## THE PROBLEM
Leave the pictures out, and repeat exactly every line from the one with "Give bounding boxes for each human arm" through the end of the data below.

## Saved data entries
<<<<

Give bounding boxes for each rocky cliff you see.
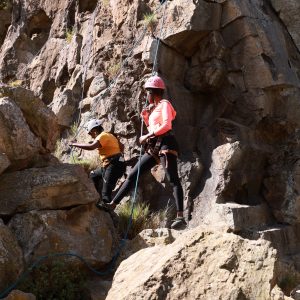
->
[0,0,300,299]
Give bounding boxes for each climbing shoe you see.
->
[95,201,111,212]
[95,200,116,212]
[170,217,187,230]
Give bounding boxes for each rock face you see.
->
[0,221,24,292]
[9,203,116,266]
[0,85,59,172]
[0,0,300,298]
[0,164,98,215]
[271,0,300,51]
[3,290,36,300]
[107,227,279,300]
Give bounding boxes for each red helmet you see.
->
[144,75,165,90]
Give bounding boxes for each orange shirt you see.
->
[95,132,121,161]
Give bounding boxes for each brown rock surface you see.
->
[0,96,42,169]
[107,227,279,300]
[271,0,300,51]
[0,85,59,152]
[0,164,98,215]
[8,203,117,266]
[0,221,24,292]
[0,0,300,297]
[3,290,36,300]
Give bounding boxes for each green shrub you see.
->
[279,274,298,294]
[0,0,11,10]
[142,12,157,34]
[8,79,23,87]
[69,154,100,173]
[117,201,170,239]
[65,28,74,44]
[107,62,121,80]
[102,0,110,8]
[19,258,87,300]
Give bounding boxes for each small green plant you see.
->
[70,153,100,173]
[54,139,64,160]
[279,274,298,294]
[142,12,157,34]
[102,0,110,8]
[19,258,87,300]
[69,122,79,136]
[65,28,74,43]
[0,0,11,10]
[8,79,23,87]
[107,62,121,80]
[117,202,171,239]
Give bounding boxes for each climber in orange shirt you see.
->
[70,119,126,207]
[107,75,186,229]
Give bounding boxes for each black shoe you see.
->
[95,201,110,212]
[170,217,187,229]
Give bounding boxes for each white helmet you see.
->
[86,119,102,133]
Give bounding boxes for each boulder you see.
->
[0,152,10,175]
[264,154,300,224]
[88,74,107,97]
[0,1,12,46]
[51,65,83,127]
[271,0,300,51]
[0,164,98,215]
[162,0,222,55]
[0,86,60,152]
[0,96,42,170]
[9,203,117,266]
[3,290,36,300]
[0,220,24,292]
[107,227,278,300]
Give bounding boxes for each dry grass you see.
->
[117,201,171,239]
[65,28,74,44]
[107,62,121,80]
[142,12,157,34]
[0,0,11,10]
[102,0,110,8]
[8,79,23,87]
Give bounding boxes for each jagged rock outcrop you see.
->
[0,164,98,215]
[0,220,24,292]
[107,227,285,300]
[0,85,59,172]
[271,0,300,51]
[1,0,300,298]
[8,203,117,266]
[3,290,36,300]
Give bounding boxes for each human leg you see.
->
[89,168,104,195]
[110,153,157,206]
[160,153,186,229]
[101,160,126,203]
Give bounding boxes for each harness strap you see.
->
[159,149,178,168]
[102,153,122,168]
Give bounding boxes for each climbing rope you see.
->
[0,1,169,298]
[75,1,101,130]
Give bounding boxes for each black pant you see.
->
[112,153,184,211]
[90,157,126,203]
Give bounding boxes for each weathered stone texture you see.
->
[0,221,24,292]
[107,227,278,300]
[9,203,117,266]
[0,164,98,215]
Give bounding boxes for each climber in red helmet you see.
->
[106,75,186,229]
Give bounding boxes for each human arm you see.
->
[139,131,155,144]
[141,104,155,127]
[69,140,100,150]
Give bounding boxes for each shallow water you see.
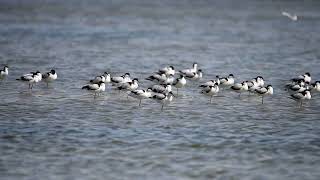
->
[1,0,320,179]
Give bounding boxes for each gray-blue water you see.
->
[1,0,320,179]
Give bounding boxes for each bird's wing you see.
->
[255,87,267,94]
[291,93,304,99]
[111,76,123,83]
[231,83,242,90]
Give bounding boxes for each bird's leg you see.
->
[210,95,213,103]
[161,104,164,111]
[139,99,142,107]
[262,96,264,104]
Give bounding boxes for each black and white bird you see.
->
[180,63,198,74]
[285,79,305,91]
[247,79,259,93]
[146,72,167,83]
[172,75,187,95]
[117,78,139,92]
[158,66,175,76]
[310,81,320,92]
[111,73,131,86]
[181,69,203,81]
[129,88,153,106]
[164,74,175,85]
[288,80,309,94]
[290,90,311,107]
[256,76,264,87]
[82,81,105,97]
[231,81,248,97]
[151,92,175,111]
[0,66,9,80]
[292,72,311,84]
[200,83,219,103]
[199,80,217,88]
[16,71,42,89]
[254,85,274,104]
[150,84,172,94]
[218,74,235,87]
[90,72,111,84]
[42,69,57,86]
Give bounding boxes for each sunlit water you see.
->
[0,0,320,179]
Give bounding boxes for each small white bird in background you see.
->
[0,65,9,80]
[82,81,105,98]
[180,62,198,74]
[282,11,298,21]
[42,69,57,87]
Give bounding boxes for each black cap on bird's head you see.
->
[302,90,310,95]
[257,76,264,80]
[169,66,174,70]
[124,73,130,76]
[198,69,202,72]
[133,78,139,82]
[229,74,234,77]
[50,69,55,74]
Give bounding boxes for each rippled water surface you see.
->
[1,0,320,179]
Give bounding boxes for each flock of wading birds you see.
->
[0,63,319,110]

>>>>

## OUTPUT BELOW
Give bounding boxes for each human arm you see.
->
[139,131,155,144]
[141,104,155,127]
[69,140,100,150]
Give bounding boxes for each shallow water you see.
->
[1,0,320,179]
Give bounding boxes for each gray-blue water you see.
->
[1,0,320,179]
Give bounding boxes for each bird's wing you see.
->
[255,87,267,94]
[291,93,304,99]
[111,76,123,83]
[231,83,242,90]
Give bounding boxes for each bird's leg you see.
->
[210,95,213,103]
[161,104,164,111]
[139,99,142,107]
[262,96,264,104]
Give bounding boxes for each black and white bird you see.
->
[180,63,198,74]
[285,79,305,91]
[247,79,259,93]
[146,72,167,83]
[172,75,187,95]
[117,78,139,92]
[158,66,175,76]
[310,81,320,92]
[111,73,131,86]
[181,69,203,81]
[129,88,153,106]
[164,74,175,85]
[288,80,309,94]
[290,90,311,107]
[256,76,264,87]
[82,81,105,97]
[231,81,248,97]
[151,92,175,111]
[0,66,9,80]
[292,72,311,84]
[200,83,219,103]
[199,80,217,88]
[16,71,42,89]
[254,85,274,104]
[150,84,172,94]
[218,74,235,87]
[90,72,111,84]
[42,69,57,86]
Give bounding boxes for each sunlit water you see.
->
[0,0,320,179]
Give bounding boxes for each small white bird in background you see.
->
[0,65,9,80]
[82,81,105,98]
[180,62,198,74]
[282,11,298,21]
[42,69,57,87]
Give bounding boxes for each black cap on bird's head you see.
->
[302,90,310,95]
[257,76,264,80]
[169,66,174,70]
[124,73,130,76]
[198,69,202,72]
[133,78,139,82]
[229,74,234,77]
[50,69,55,74]
Give bounding boxes for each rippled water surface you see.
->
[1,0,320,179]
Give bounding boxes for each flock of wading birds you see.
->
[0,63,319,110]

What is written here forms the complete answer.